▼▼▼

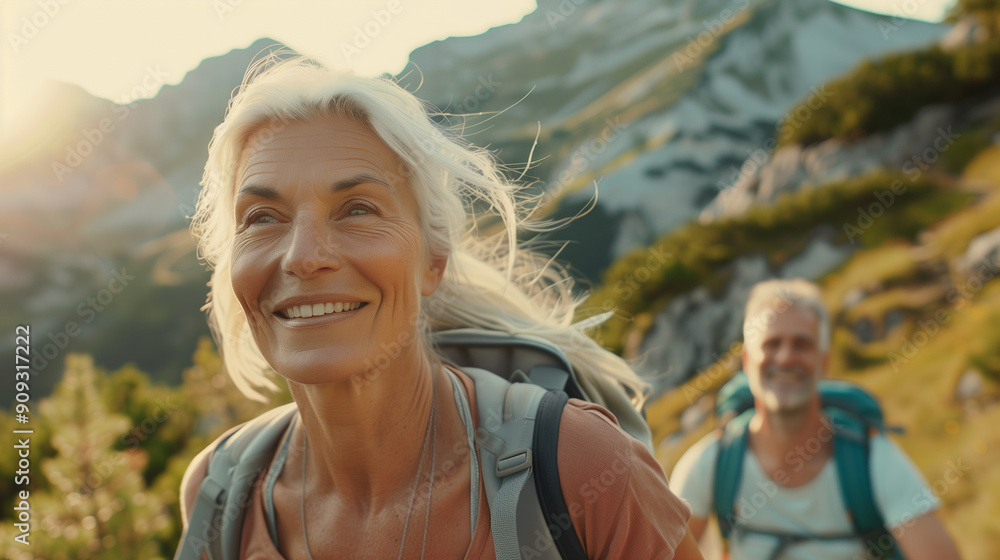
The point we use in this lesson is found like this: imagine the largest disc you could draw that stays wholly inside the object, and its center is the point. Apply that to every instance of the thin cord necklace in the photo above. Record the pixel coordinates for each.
(430, 432)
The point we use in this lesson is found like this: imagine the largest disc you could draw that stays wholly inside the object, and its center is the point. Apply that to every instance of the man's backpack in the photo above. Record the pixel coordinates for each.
(854, 414)
(520, 394)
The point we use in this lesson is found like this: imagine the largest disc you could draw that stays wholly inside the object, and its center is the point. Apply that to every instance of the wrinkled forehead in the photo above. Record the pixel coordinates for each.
(781, 319)
(333, 143)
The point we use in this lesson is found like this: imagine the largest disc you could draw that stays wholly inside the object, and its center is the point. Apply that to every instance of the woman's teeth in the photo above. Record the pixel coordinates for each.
(317, 309)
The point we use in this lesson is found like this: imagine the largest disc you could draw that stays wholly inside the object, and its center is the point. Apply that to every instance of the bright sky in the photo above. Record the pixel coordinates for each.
(110, 47)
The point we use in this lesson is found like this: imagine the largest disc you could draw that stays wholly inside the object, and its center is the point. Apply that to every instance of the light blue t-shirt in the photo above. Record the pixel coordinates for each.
(815, 508)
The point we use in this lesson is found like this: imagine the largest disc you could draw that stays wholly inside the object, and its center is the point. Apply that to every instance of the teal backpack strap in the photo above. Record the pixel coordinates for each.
(729, 471)
(851, 453)
(216, 521)
(507, 417)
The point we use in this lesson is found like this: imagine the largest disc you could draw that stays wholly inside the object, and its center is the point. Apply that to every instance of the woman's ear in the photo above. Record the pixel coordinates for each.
(433, 273)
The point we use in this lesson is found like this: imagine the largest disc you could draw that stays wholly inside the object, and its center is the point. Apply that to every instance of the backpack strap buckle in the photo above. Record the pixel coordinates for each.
(513, 462)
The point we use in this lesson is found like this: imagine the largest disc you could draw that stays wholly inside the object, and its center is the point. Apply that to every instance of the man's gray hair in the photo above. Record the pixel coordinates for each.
(770, 298)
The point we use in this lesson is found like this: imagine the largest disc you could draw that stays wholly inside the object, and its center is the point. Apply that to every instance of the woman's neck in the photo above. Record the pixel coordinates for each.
(366, 435)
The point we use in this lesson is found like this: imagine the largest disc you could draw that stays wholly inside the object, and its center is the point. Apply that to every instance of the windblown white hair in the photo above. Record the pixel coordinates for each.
(490, 281)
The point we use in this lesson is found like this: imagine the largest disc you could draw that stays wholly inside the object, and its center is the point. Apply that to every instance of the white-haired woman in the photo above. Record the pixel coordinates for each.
(333, 211)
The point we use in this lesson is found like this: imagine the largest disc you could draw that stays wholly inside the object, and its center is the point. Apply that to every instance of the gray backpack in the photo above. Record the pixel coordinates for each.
(519, 405)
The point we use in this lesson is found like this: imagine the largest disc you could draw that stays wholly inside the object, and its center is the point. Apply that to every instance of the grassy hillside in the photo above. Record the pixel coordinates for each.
(915, 321)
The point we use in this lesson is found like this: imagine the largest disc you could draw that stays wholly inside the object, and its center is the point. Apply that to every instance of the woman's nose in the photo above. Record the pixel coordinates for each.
(312, 247)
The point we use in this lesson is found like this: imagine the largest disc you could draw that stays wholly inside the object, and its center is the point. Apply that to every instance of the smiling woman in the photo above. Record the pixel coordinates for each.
(334, 213)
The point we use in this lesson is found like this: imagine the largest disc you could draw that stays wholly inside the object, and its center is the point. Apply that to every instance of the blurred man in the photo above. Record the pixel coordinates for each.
(788, 496)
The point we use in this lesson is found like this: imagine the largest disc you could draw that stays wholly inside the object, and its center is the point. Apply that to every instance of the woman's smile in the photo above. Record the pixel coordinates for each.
(329, 262)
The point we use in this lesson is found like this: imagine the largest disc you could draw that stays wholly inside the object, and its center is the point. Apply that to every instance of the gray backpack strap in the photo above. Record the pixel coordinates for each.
(507, 414)
(237, 463)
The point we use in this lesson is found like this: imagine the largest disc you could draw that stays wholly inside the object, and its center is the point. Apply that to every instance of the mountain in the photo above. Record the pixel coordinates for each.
(102, 194)
(657, 102)
(660, 103)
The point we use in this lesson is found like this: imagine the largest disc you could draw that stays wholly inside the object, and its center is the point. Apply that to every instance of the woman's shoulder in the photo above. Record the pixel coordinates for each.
(254, 439)
(614, 488)
(196, 472)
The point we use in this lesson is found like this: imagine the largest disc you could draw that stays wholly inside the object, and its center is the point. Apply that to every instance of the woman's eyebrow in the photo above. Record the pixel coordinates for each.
(358, 180)
(259, 190)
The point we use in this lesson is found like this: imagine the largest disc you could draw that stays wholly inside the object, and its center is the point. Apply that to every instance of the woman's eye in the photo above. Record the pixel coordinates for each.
(261, 218)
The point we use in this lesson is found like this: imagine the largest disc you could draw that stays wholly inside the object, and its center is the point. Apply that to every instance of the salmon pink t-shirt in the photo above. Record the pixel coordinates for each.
(614, 489)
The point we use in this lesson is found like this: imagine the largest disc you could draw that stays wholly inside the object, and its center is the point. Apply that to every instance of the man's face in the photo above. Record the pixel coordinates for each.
(782, 359)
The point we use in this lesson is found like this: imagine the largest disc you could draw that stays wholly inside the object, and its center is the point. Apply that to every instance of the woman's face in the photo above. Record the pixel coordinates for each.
(328, 260)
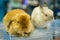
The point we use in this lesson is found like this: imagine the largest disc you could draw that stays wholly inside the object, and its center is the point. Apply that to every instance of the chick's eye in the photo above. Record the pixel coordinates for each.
(46, 15)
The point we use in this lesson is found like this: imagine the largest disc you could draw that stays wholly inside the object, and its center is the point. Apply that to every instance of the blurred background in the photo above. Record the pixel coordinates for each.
(28, 6)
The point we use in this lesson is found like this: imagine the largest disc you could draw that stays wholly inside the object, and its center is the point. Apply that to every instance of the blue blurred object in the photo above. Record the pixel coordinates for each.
(5, 35)
(3, 8)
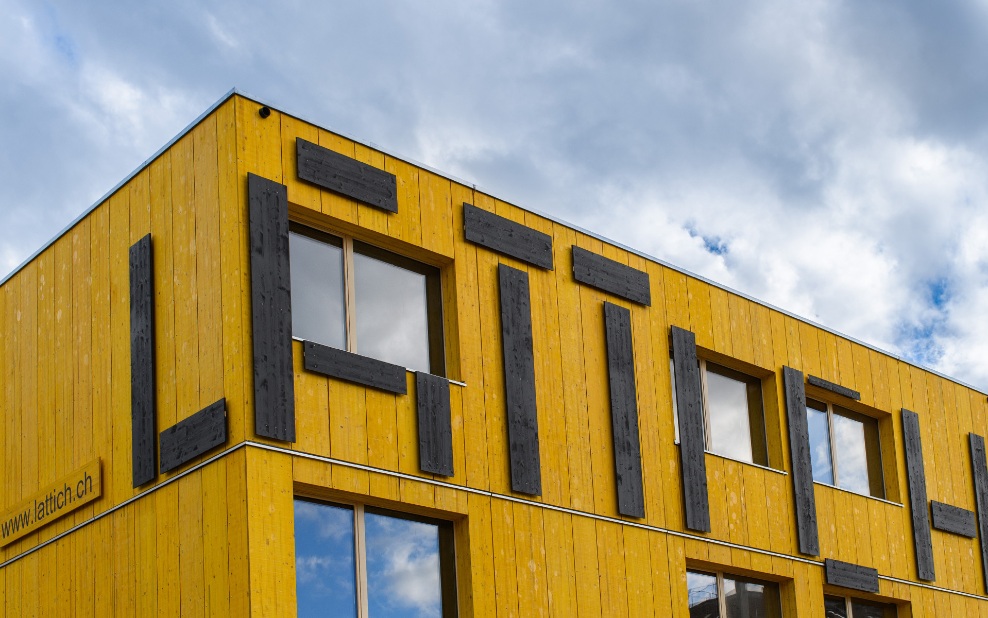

▲▲▲

> **Problem requirements**: Set the whole listing down again unchanged, apart from the pictures, which are omitted.

> **Exercise answer**:
The point we use in this lesson is found like this: imagine the largest disc you could draw that stays wholly inside the object, and its center is the point. Apply that to every instance of the thin cord necklace in the photo above. Record the pixel coordinates for each.
(430, 432)
The point we use in this lesson is found like this: imagine the largest disc you could draw that stays wholly inside the object, and its center is the point. Apply that to every instance of the man's backpack in the photo above. Record the pixel coordinates for each.
(854, 414)
(520, 394)
The point we use in this lesson is found like this: imagine the largest disc you could draw that stays wholly inside the object, and its center is the point. Apply that to every instance of the wrinkled forehead in the photo above. Record the pixel coordinates for each.
(781, 319)
(333, 143)
The point we use in this lesson is found like this: imagine the largest disc you could draw that stays wholly inside the object, and its center is the point. Apply that to every instance of the woman's teeth in the photo above. Record the pixel coordinates for each.
(317, 309)
The point we use in this lesson is found like this: imagine the largest disc you could draw that stays wholly inside the object, and its center is the point. Apply that to every instance of the bright sky in the photo above. Record the pixel coordinates for each.
(110, 47)
The point we use in this lesson is found like this: imagine the largest disc you could draw that stays wholly inside the object, and its center is the point. Apply that to every instance of the light blue t-shirt in the photo above. Record the pixel coordinates for each.
(815, 508)
The point we use in this lesson is found like this: imagine the largest disc you could draw that stays wholly inside the object, and its center is the point. Apply that to every instance of the teal backpack strap in the photo above. Record the pixel coordinates for each.
(729, 471)
(851, 453)
(216, 521)
(507, 417)
The point we use in this lesson is found like this: imagine the largest disc you could draw that stays wholly inside the object, and its center is the point. Apply that to every instance of the woman's ear in the photo above. Record the pixel coordinates for each.
(433, 273)
The point we use in this lesson is found like this: imagine the largest disc you could draw that stays wholly inside the object, and its center is the point. Apply that to every instance of the backpack strap buckle in the photo above. Record the pixel coordinates for each.
(513, 462)
The point we use in this lesson is found like this: imagine the largest disc you could draw that stays wholly inside the object, and its center is the point. Apply that to every instance of the man's gray hair in the photo above. Record the pixel coordinates for each.
(770, 298)
The point we use in this lesson is found like this: imagine the largest disc you could draw that stays wholly inside the object, and its center is the point. Apply that to every instance of the woman's neck in the photo above. Record the pixel coordinates for each.
(366, 435)
The point we use in this lesson is found like this: imagine the largest disc you could draw that stays wholly inside the object, and its center is the point. Apply that to every instance of the windblown white hair in the photo above. Record the pixel coordinates for each.
(490, 281)
The point we use in this lesson is found like this: imagine the largest disc you could draw that stays wholly inside the object, and its center is the point. Apply that to every instance of the white-haired woman in the photo above. Record the pixel coordinates for each.
(333, 211)
The point we use in this lesson is found like this: imagine the largest disc you could draw that stays wholly inside the object, and its center is the point. Apply that to every instance of the gray backpack in the photo above. Record the pixel coordinates for each.
(519, 405)
The point we use in this lesson is found like this: imagine the largest disc you could draw that stays wholly inside the object, and its center is the point. Apply that to every instance of the grassy hillside in the photo above. Record the pixel coordinates for each.
(915, 321)
The point we use in this lesson is found like this: imagine the largest disc you could draw that stays wholly inside the object, and its center is the point. Apply that to every instance of the woman's nose in the photo above. Record the pixel coordinates for each.
(312, 247)
The point we use in this lesson is found like this: imagine the largest disc you could draw that stays wholly inside the object, and its center is the point. Apply that to every instance of the smiling woman in the photo above. Record the pixel coordinates for each.
(334, 213)
The point we use in this lesson is found like this: imagine the largest disc you could draw that stays wholly inside the object, and its center is the point. Apply that to every instance of the blurred man in the photo above. Record the pixel coordinates for each.
(788, 496)
The point we use in this lesson is found like this: imagine the largest disc you could draw that stays wholly inside the object, and its center is the point. Apply that to every instance of the woman's smile in the photo above. Record the pixel coordinates for each.
(329, 262)
The point we use in this lesson is found like this: imagine the largest disc you could draw that stays wholly inside the object, and its center is the point. Apply that to every instance of the gray backpack strap in the photo above. Record the pixel coordinates for each.
(507, 414)
(237, 463)
The point we use in this lesson is found like this: imagine the largest disc you could draw that stays wholly inside the object, and its center is the point. Apply that to every instance of the mountain in the photo above. Record the pixel coordinates for each.
(102, 194)
(657, 102)
(660, 103)
The point we use in this lesson is found like this: imagine the largest disc you could draw that stays wholly inside the object, and its center is the point. Apply that to every instance of the woman's shoulder in the photo above. Record the pixel coordinates for each.
(254, 439)
(614, 488)
(196, 472)
The point we use in this lesson is found like this: imagine the largest disc you could draw that stays wholly inside the object, and its center is the point. Apply that to every instance of the woman's eyebrow in the photo above. Record the pixel coordinates for each.
(358, 180)
(259, 190)
The point we use in this lesson is found like this: imagine the largest disc you could draw that stays wholly inside the object, and its center is the point. Apply that to every instance of the woman's eye in the photo above. Record the pixel coordinates for each.
(261, 218)
The point we use in this lesson is found like this: imagine the largest disc you could draw that stays wholly inside the object, and its center is the point. Apply that to every instance of the salmon pink t-shirt in the photo above. Record the pixel coordinates for each.
(614, 489)
The point we use in this lesson is found like this: imagine the largest disc you could draw that stays wholly inside the object, and its center is the point. Apply that to every instance of the man's face in the photo above. Record the pixel coordinates for each.
(782, 359)
The point we use in this lesson is found like this: imagine the largest disc you could draw that stays wholly inside the object, and its center is the point. Apply that to every instance of the woman's face in the photo above. Record the pixel coordinates for each.
(328, 260)
The point we use in this lesson is found like this: imagine the largest disc you could draw that stays wholly inside the object, and its center is the point. Apply that to every instance of the chick's eye in the photo above. Record the pixel coordinates for each.
(46, 15)
The point we use in this lesson is found like this: imagine the largest disc you could draw that stays wholly inside the object, and its center is the point. Apply that to every instance of the blurred background in the photo above. Record the pixel coordinates for each.
(28, 6)
The point we use in this lesson is found like this: imagine the largest disc you could draw that stays wholly inside the object, and its center is the point. Apply that to every instance of the blue blurred object in the photo above. Record the pixel coordinates for each.
(5, 35)
(3, 8)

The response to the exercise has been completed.